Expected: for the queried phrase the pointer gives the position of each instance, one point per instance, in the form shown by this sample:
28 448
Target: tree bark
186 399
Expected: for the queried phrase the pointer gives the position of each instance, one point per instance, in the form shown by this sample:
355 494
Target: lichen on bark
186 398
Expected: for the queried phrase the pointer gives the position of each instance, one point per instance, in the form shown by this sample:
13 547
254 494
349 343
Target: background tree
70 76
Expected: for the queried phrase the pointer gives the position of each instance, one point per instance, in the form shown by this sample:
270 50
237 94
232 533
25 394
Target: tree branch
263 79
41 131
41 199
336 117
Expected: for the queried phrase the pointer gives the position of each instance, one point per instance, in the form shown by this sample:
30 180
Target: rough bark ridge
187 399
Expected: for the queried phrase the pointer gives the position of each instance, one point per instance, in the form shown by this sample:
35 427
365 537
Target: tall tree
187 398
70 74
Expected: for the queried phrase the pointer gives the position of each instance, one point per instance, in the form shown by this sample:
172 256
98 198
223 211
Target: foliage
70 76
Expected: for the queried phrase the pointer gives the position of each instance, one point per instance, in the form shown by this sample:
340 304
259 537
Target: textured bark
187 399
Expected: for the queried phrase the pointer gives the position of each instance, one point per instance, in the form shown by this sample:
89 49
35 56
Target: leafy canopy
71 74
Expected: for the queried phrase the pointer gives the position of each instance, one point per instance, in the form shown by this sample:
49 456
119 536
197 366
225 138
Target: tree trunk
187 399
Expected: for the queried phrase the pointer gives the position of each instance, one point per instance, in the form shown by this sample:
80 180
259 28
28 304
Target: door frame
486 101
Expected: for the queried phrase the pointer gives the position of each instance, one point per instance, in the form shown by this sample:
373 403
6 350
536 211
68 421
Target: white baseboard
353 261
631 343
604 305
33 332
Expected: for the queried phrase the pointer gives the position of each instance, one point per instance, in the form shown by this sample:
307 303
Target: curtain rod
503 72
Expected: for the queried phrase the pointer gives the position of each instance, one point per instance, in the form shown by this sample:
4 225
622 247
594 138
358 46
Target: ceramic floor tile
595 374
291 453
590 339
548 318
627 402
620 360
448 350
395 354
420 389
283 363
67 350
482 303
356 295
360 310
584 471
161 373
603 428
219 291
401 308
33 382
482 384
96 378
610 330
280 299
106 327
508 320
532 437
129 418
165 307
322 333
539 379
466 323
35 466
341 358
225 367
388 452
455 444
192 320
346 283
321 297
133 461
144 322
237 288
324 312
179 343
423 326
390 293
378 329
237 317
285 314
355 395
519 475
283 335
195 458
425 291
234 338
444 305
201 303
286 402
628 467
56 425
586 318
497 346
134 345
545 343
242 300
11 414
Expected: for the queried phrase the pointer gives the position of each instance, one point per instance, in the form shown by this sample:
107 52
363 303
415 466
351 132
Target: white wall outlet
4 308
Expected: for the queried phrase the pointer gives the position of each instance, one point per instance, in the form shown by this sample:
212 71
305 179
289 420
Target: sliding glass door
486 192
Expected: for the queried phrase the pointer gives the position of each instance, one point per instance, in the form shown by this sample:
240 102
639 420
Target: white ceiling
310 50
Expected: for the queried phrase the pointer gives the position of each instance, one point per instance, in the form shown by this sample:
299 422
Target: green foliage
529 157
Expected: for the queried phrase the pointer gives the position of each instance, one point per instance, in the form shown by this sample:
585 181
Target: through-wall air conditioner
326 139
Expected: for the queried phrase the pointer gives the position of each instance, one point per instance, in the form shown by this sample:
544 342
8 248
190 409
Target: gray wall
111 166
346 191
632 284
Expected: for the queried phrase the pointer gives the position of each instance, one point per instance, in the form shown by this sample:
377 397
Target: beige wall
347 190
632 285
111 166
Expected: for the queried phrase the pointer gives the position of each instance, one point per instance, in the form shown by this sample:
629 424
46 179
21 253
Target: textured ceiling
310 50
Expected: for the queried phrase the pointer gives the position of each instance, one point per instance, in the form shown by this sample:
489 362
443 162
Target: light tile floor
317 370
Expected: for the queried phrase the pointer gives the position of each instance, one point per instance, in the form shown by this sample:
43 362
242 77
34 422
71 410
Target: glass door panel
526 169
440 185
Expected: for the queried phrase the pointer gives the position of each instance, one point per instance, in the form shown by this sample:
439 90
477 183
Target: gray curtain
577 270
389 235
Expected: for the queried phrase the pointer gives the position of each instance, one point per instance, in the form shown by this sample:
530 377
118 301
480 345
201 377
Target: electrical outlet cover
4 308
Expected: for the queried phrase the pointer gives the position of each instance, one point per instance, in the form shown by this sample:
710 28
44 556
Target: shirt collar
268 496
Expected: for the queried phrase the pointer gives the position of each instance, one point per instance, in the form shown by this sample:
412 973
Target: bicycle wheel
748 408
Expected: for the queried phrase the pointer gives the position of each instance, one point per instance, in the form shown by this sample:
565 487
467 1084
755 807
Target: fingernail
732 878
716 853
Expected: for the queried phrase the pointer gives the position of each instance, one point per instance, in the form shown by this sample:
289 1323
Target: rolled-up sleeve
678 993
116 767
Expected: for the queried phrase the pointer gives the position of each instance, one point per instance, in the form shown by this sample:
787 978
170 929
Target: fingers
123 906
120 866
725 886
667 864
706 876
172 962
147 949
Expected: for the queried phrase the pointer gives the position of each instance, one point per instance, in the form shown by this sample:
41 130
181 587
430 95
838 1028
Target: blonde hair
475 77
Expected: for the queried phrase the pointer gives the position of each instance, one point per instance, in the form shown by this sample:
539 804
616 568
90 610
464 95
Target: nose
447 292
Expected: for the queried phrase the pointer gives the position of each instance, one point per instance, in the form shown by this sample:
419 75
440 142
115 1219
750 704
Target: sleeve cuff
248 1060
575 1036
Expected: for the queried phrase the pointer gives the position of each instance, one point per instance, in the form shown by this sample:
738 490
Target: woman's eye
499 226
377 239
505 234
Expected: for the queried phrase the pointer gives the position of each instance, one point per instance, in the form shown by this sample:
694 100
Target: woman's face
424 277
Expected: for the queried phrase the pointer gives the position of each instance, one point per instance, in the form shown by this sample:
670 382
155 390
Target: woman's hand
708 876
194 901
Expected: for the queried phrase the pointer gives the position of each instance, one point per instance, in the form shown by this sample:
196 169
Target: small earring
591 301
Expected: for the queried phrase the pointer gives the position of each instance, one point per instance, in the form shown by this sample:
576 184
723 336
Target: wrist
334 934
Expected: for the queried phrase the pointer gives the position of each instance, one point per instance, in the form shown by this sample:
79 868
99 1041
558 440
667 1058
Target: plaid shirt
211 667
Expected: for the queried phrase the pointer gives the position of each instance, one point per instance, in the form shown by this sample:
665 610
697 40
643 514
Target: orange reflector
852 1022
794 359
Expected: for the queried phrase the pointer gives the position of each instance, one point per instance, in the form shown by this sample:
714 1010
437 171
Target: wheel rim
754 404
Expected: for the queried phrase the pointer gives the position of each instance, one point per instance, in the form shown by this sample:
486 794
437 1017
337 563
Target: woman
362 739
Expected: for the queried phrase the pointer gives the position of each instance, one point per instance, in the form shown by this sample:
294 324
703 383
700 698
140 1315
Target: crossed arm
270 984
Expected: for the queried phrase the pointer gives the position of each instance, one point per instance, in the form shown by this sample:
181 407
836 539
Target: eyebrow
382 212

━━━━

:: Problem to solve ::
Please output the complete data exactly.

:: Exercise solution ::
Expected: for the queried phrase the pointer gives the position of each instance, one point per instance, in the form shown by this sample:
28 448
Target: tree bark
186 399
Expected: for the queried phrase the pointer gives the position of each instance, one point per instance, in the form shown by this sample:
355 494
Target: lichen on bark
186 398
Expected: for the queried phrase the pointer gives the position of each instance, one point per instance, in the form shown by this sample:
13 547
254 494
349 343
Target: background tree
70 76
Expected: for the queried phrase the pointer gives the position of each instance, one point per instance, in the form shown by this sample:
270 50
237 94
232 533
25 394
Target: tree branch
263 79
41 131
41 199
336 117
Expected: for the queried phrase the pointer gives the position of each instance, one point per instance, in the form shown by this sample:
30 180
Target: rough bark ridge
187 399
Expected: for the queried phrase the pointer gives the position of each instance, one point per instance, in the form shown by this sample:
35 427
365 537
Target: tall tree
187 398
70 74
Expected: for the queried phrase the pointer gives the position of each instance, one point per instance, in the form shown by this sample:
172 256
98 198
223 211
Target: foliage
70 76
Expected: for the queried phrase the pointer gives the position of each instance, one point per instance, in the form shown by this sample:
340 304
259 537
Target: textured bark
187 399
Expected: for the queried phrase the pointer gives the position of each instance, one point per instance, in the form shown by this sample:
89 49
35 56
Target: leafy canopy
71 74
Expected: for the queried phrase the pointer gives the position of each instance, one point per instance, in the form shown by this sample:
49 456
119 536
197 366
225 138
Target: tree trunk
187 399
Expected: for the queried phrase the pointer gives the position of each instance, one point per instance, in the form shown by this sample:
80 180
259 28
28 304
Target: door frame
486 101
Expected: for the queried phrase the pointer gives the position of each instance, one point per instance, in the form shown by this sample:
373 403
6 350
536 211
68 421
Target: white baseboard
353 261
631 343
604 305
33 332
Expected: for the queried phrase the pointer gives the position of each instance, one point per instance, in the form shown by this sample:
307 303
Target: curtain rod
503 72
Expected: for the queried phrase the pointer gives the position of each instance, one point per instance, in the form shown by this sample:
4 225
622 247
594 138
358 46
Target: ceramic floor tile
595 374
291 453
590 339
548 318
627 402
620 360
448 350
395 354
420 389
283 363
67 350
482 303
356 295
360 310
584 471
161 373
603 428
219 291
401 308
33 382
482 384
96 378
610 330
280 299
106 327
508 320
532 437
129 418
165 307
322 333
539 379
466 323
35 466
341 358
225 367
388 452
455 444
192 320
346 283
321 297
133 461
144 322
237 288
324 312
179 343
423 326
390 293
378 329
237 317
285 314
355 395
519 475
283 335
195 458
425 291
234 338
444 305
201 303
286 402
628 467
56 425
586 318
497 346
134 345
545 343
242 300
11 414
Expected: for the queried phrase the pointer gives the position of each instance, one point per instance, in the form shown by this sample:
107 52
363 303
415 466
351 132
Target: white wall outlet
4 308
Expected: for the queried phrase the pointer gives the position of each instance, one point per instance, in the form shown by this sample:
212 71
305 179
289 420
Target: sliding glass door
486 192
Expected: for the queried phrase the pointer gives the position of each instance, one point per instance, in the form shown by this sample:
240 102
639 420
Target: white ceiling
310 50
Expected: for the queried phrase the pointer gives the position of each instance, one point per instance, in the form shown by this sample:
299 422
Target: green foliage
529 157
Expected: for the queried phrase the pointer gives the position of each instance, one point per instance, in the form shown by this sample:
585 181
Target: through-wall air conditioner
326 139
Expected: for the queried phrase the pointer gives the position of each instance, one point per instance, in the form shown by this sample:
544 342
8 248
190 409
Target: gray wall
111 166
346 191
632 284
Expected: for the queried phrase the pointer gives the position of each instance, one point per instance, in the form shown by this sample:
377 397
Target: beige wall
347 190
632 285
111 166
Expected: for the queried phrase the pointer gives the position of each instance, one point per instance, in the form shown by this sample:
629 424
46 179
21 253
Target: textured ceiling
310 50
Expected: for the queried phrase the pointer gives the position of each instance, one point per instance, in the form shown by this sample:
489 362
443 162
Target: light tile floor
317 370
Expected: for the queried phrase the pointer gives the position of each instance, one point per instance, in the form shown by this sample:
43 362
242 77
34 422
71 410
Target: glass door panel
526 169
440 185
Expected: for the queried phrase the pointer gives the position of each instance, one point per instance, in the form shown by this sample:
439 90
477 183
Target: gray curtain
577 270
389 235
Expected: for the queried phrase the pointer gives the position of each instance, one point per instance, in the form shown by this sample:
530 377
118 301
480 345
201 377
Target: electrical outlet cover
4 308
Expected: for the queried phrase the pointer gives the position of each instance, one point per instance, in the form shown by this sample:
710 28
44 556
Target: shirt collar
268 496
Expected: for the queried phrase the pointer gives the position of each instance, one point per instance, in the form shown by this sample:
412 973
Target: bicycle wheel
748 408
Expected: for the queried phrase the pointer gives the position of each instance, one point per instance, in the form shown by this sample:
565 487
467 1084
755 807
Target: fingernail
732 878
716 853
Expected: for the queried phrase the pointer gives the position of each instance, one point per instance, in the form shown by this sample:
289 1323
Target: rolled-up sleeve
678 993
116 767
Expected: for the queried phrase the pointer gives the position of each instance, one point per instance, in the form shown by this sample:
787 978
170 929
Target: fingers
123 906
120 866
725 886
667 864
706 876
172 962
147 949
Expected: for the queried phrase the pointer gives the position of each instance, one point per instance, in the form shown by this sample:
41 130
181 587
430 95
838 1028
Target: blonde hair
475 77
Expected: for the queried phrase the pointer gives the position of each instance, one point per instance, in the form shown by this sample:
539 804
616 568
90 610
464 95
Target: nose
447 292
Expected: for the queried phrase the pointer gives the position of each instance, one point per instance, in the form shown by this sample:
419 75
440 142
115 1219
750 704
Target: sleeve cuff
248 1060
575 1036
Expected: for the queried phrase the pointer gives the position of each instance, one point per instance, in the form shown by this sample:
738 490
Target: woman's eye
499 226
377 239
505 234
Expected: for the queried phrase the pointer gives the position of each instance, one point per instance, in the form shown by this sample:
694 100
Target: woman's face
424 277
Expected: for the queried phrase the pointer gives the position of each instance, one point per instance, in the form shown by this sample:
670 382
155 390
Target: woman's hand
708 876
194 901
Expected: for the queried phrase the pointer gives the position of each instance, one point per instance, in the form shown by this sample:
196 169
Target: small earring
591 301
Expected: for the queried phrase the pointer gives the position of each instance, one point per instance, in the form shown by this sample:
576 184
723 336
Target: wrist
334 934
Expected: for the queried phrase the pointer gives the position of each instance, one point per instance, in the form shown by this sample:
79 868
99 1041
558 440
667 1058
Target: plaid shirt
211 667
Expected: for the queried phrase the pointer gives the position of each instance, one point per instance, in the form shown by this sample:
665 610
697 40
643 514
Target: orange reflector
852 1022
794 359
Expected: for the queried phrase the pointer gives the position of each instance, one point per instance, in the form shown by this sample:
714 1010
437 171
Target: wheel rim
754 404
Expected: for the queried phrase the pointer gives the position of each instance, one point per instance, in the form shown by this sample:
486 794
437 1017
337 563
Target: woman
362 739
Expected: for the queried phrase the pointer gives the position of each instance, one point per instance, in the form shown by this sample:
294 324
703 383
700 698
140 1315
Target: crossed arm
270 984
Expected: for the queried phrase the pointer gives the position of each instance, one point per instance, in the form shown by this sample:
181 407
836 539
Target: eyebrow
382 212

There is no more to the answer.